start Provided records
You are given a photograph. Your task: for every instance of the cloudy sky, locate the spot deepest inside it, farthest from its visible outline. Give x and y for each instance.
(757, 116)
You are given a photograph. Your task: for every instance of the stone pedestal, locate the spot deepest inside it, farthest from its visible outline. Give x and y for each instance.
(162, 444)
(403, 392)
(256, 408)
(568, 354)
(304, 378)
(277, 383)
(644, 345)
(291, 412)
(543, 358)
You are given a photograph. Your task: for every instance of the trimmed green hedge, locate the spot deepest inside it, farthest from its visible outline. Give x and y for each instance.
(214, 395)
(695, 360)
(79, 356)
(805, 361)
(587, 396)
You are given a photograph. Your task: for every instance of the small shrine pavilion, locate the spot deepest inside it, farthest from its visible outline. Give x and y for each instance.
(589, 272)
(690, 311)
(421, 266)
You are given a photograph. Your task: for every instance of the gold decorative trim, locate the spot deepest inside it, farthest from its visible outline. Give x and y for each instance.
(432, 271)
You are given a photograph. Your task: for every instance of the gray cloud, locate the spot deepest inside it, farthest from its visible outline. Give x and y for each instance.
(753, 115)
end Provided records
Set problem: Copy the data above in full, character for character.

Answer to the problem:
You are given a photograph. Your task: for every instance of the cloudy sky, locate the spot deepest inside it, farthest from its visible outline. Give x and y for each instance.
(757, 116)
You are given a photograph. Your task: for every instance of the stone pedestal, locate the spot deepest inside it, farthest from its visible outline. Give x and y for each instance.
(162, 444)
(403, 392)
(256, 408)
(568, 354)
(304, 378)
(277, 383)
(644, 345)
(291, 412)
(543, 358)
You are given a photograph. Your task: for every instance of the trimmed green hedge, locate the spot deepest inside it, farthest from its visible outline. Give x and y for each instance.
(214, 395)
(695, 360)
(79, 356)
(805, 361)
(587, 396)
You are given a photograph. Your task: for every instance of the small shrine pavilion, locate the spot deepest inside it, farthest from its visible outline. Give x and y for each instance.
(589, 272)
(690, 311)
(421, 266)
You are given a photograph. Your task: for every instance of the gold decorative trim, locate the spot deepest inside it, farthest from its visible outline. Give x and y for each instance.
(432, 271)
You are given a photograph. Your task: for every instance of the gray cloud, locate the spot deepest inside it, farthest from its visible outline. Give x and y for each instance.
(753, 115)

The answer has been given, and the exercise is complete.